The problem: Pull out every line in the material below that has the word "bark" in it.

Records for the task:
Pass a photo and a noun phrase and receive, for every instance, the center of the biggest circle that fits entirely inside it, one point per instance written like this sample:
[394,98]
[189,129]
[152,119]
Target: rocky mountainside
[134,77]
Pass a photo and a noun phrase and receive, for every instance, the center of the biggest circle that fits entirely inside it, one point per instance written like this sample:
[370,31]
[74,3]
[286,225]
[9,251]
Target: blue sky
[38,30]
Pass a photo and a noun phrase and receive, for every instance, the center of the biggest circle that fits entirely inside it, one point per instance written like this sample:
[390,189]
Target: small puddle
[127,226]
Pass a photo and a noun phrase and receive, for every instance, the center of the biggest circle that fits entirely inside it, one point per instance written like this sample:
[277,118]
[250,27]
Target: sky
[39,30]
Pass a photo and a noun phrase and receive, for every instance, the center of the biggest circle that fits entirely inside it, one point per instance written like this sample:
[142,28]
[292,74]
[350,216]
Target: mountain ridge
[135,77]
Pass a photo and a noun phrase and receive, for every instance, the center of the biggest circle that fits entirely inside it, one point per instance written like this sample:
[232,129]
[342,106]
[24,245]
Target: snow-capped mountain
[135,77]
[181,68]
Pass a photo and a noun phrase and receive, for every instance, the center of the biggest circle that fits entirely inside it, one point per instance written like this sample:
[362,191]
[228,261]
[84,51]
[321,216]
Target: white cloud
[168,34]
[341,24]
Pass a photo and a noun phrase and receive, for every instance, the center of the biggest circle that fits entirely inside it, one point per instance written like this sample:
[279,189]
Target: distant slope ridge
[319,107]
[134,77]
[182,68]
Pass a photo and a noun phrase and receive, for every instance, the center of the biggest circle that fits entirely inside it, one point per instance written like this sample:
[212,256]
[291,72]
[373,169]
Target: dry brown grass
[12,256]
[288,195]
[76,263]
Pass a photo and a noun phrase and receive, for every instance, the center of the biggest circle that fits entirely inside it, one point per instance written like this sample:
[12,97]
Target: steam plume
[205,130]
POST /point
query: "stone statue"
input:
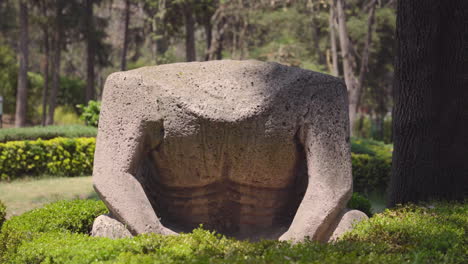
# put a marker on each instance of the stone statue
(247, 148)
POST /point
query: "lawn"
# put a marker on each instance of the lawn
(23, 195)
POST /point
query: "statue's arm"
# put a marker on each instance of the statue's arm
(121, 142)
(325, 137)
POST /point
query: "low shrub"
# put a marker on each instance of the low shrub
(410, 234)
(59, 156)
(47, 132)
(75, 216)
(2, 213)
(361, 203)
(74, 157)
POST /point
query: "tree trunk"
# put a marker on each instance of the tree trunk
(189, 34)
(57, 46)
(22, 93)
(90, 51)
(208, 33)
(430, 123)
(123, 65)
(46, 72)
(334, 51)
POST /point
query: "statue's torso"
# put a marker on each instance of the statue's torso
(228, 157)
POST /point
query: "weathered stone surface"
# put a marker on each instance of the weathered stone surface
(106, 226)
(346, 222)
(250, 149)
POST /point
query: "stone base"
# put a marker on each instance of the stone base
(345, 223)
(106, 226)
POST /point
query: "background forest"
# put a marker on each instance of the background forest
(61, 51)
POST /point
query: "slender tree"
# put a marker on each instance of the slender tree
(430, 94)
(90, 33)
(123, 64)
(56, 59)
(22, 92)
(46, 68)
(332, 28)
(189, 22)
(354, 79)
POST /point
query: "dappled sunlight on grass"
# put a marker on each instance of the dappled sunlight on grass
(24, 195)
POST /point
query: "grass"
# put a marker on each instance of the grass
(26, 194)
(47, 132)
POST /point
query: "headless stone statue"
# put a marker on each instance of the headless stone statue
(249, 149)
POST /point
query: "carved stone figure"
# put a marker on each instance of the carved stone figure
(249, 149)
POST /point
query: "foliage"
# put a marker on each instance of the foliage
(59, 156)
(71, 91)
(8, 78)
(371, 162)
(75, 216)
(65, 115)
(74, 157)
(436, 232)
(2, 213)
(410, 234)
(370, 173)
(47, 132)
(90, 113)
(361, 203)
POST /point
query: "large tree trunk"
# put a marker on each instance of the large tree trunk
(208, 32)
(123, 65)
(189, 33)
(57, 46)
(46, 72)
(430, 123)
(22, 93)
(90, 51)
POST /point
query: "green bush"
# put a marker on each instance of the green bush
(410, 234)
(372, 163)
(370, 173)
(2, 213)
(59, 156)
(91, 113)
(361, 203)
(75, 216)
(47, 132)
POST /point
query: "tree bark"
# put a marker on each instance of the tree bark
(57, 46)
(216, 46)
(123, 65)
(22, 92)
(189, 33)
(353, 84)
(430, 120)
(90, 51)
(46, 68)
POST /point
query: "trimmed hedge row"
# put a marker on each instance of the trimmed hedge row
(410, 234)
(47, 132)
(59, 156)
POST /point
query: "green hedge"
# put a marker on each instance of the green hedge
(47, 132)
(371, 160)
(59, 156)
(410, 234)
(61, 217)
(2, 213)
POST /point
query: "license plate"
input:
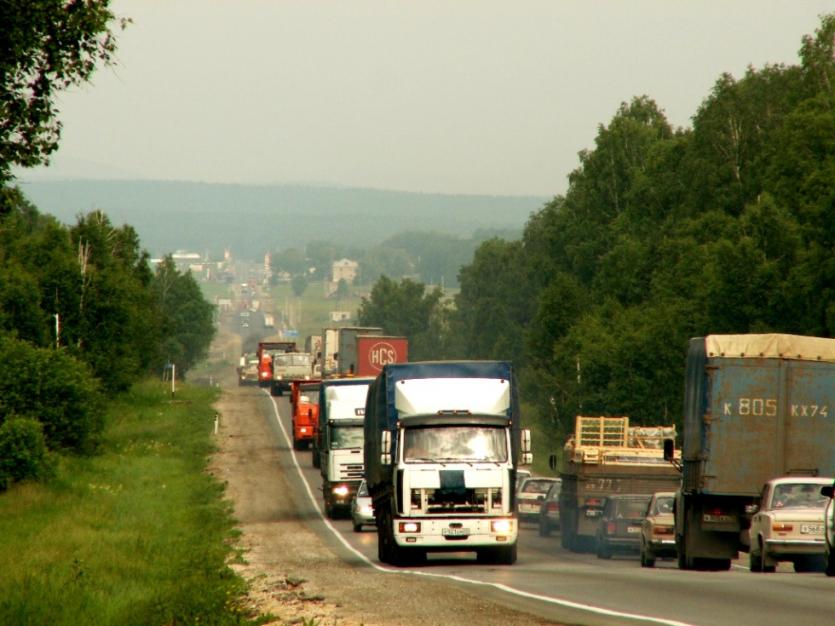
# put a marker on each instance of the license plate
(811, 529)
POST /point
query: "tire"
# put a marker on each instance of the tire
(765, 564)
(603, 551)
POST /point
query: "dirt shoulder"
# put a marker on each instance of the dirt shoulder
(293, 574)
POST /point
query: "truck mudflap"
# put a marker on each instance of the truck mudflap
(455, 534)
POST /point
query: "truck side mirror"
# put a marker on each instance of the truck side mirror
(669, 450)
(385, 444)
(526, 441)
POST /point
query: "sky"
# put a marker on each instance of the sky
(453, 96)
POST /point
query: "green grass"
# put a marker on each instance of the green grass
(139, 534)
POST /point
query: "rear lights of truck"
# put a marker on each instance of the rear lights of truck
(409, 527)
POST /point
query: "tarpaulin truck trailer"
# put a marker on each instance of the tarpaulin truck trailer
(442, 445)
(340, 440)
(347, 356)
(755, 407)
(365, 355)
(606, 456)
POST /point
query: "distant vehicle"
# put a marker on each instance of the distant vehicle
(362, 509)
(304, 399)
(620, 524)
(549, 510)
(829, 532)
(530, 493)
(657, 529)
(248, 370)
(789, 525)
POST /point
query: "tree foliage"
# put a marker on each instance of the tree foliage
(663, 234)
(47, 46)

Solution to this problem:
query: "tree bark"
# put a marker on each instance of the tree bark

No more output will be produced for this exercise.